[Start Extracted information]

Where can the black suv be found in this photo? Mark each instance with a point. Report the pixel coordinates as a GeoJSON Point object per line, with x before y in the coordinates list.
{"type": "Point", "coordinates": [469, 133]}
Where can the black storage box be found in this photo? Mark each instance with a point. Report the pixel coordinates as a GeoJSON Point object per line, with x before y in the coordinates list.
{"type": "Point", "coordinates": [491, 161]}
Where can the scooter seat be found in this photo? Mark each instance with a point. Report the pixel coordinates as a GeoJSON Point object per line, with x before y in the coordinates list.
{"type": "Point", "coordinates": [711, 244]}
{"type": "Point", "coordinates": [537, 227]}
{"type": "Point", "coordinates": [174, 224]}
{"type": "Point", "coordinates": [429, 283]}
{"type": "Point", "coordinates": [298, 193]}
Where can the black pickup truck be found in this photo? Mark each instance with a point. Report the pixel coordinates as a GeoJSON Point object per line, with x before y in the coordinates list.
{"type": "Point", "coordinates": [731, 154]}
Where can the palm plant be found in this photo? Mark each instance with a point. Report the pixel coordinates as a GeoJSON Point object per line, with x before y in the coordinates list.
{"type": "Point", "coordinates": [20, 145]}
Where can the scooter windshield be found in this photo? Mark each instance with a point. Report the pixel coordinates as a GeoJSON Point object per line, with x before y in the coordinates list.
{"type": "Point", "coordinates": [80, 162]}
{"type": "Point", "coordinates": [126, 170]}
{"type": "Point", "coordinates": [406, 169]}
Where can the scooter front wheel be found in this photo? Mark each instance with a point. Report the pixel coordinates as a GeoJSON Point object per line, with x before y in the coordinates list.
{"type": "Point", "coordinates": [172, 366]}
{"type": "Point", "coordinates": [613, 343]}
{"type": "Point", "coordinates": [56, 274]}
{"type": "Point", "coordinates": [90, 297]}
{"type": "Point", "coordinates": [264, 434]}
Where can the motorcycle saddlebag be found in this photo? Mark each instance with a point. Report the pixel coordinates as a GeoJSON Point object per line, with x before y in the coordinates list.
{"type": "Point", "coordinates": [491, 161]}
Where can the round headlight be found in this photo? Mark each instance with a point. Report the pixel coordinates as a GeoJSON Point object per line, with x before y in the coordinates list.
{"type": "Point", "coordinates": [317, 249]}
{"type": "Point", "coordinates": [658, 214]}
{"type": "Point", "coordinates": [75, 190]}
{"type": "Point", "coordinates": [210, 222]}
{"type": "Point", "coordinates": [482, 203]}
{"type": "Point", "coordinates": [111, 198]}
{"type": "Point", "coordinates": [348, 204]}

[End Extracted information]

The problem:
Rewrite the listing above, changing every "instance" to "occurrence" and keeping everything else the same.

Completed exercise:
Where can the black suv be found in this photo? Mark each occurrence with a point. Report the pixel coordinates as a GeoJSON Point object per line, with x before y in the coordinates list.
{"type": "Point", "coordinates": [469, 133]}
Where can the black storage box be found in this photo? Mark each occurrence with a point. Report the pixel coordinates as a GeoJSON Point object per line, with x before y in the coordinates list.
{"type": "Point", "coordinates": [491, 161]}
Where can the scooter seat be found in this photo? Mark each occurrence with a point. Report the pixel coordinates as a GeoJSON Point object per line, with x before y in the coordinates list.
{"type": "Point", "coordinates": [711, 244]}
{"type": "Point", "coordinates": [537, 227]}
{"type": "Point", "coordinates": [174, 224]}
{"type": "Point", "coordinates": [429, 283]}
{"type": "Point", "coordinates": [298, 193]}
Where can the black pickup truck be found in this photo? Mark each occurrence with a point. Report the pixel coordinates as a GeoJSON Point object per line, with x before y in the coordinates list.
{"type": "Point", "coordinates": [731, 154]}
Where can the palm plant be found in this photo? Mark each occurrence with a point. Report the pixel coordinates as a GeoJSON Point object per line, with x before y in the coordinates list.
{"type": "Point", "coordinates": [20, 145]}
Where can the scooter windshield be found in this photo? Mark each occurrence with a point. Report the pixel coordinates as a GeoJSON Point object per line, with x before y in the coordinates list.
{"type": "Point", "coordinates": [80, 162]}
{"type": "Point", "coordinates": [126, 170]}
{"type": "Point", "coordinates": [406, 169]}
Where can the scooter front wheel be found in this photo? Mark each occurrence with a point. Report the pixel coordinates as a GeoJSON Point object per line, with x before y in the coordinates list.
{"type": "Point", "coordinates": [172, 366]}
{"type": "Point", "coordinates": [613, 343]}
{"type": "Point", "coordinates": [56, 274]}
{"type": "Point", "coordinates": [90, 297]}
{"type": "Point", "coordinates": [264, 434]}
Where can the motorcycle saddlebag be found in this photo? Mark each occurrence with a point. Report the pixel coordinates as a GeoJSON Point object per line, with x before y in the coordinates list.
{"type": "Point", "coordinates": [491, 161]}
Where can the round headlight be found in this photo? Mark each occurrence with a point. Report the pixel coordinates as a GeoJSON Point object per line, with x before y in the coordinates list.
{"type": "Point", "coordinates": [317, 249]}
{"type": "Point", "coordinates": [658, 214]}
{"type": "Point", "coordinates": [75, 190]}
{"type": "Point", "coordinates": [210, 222]}
{"type": "Point", "coordinates": [482, 203]}
{"type": "Point", "coordinates": [111, 198]}
{"type": "Point", "coordinates": [348, 204]}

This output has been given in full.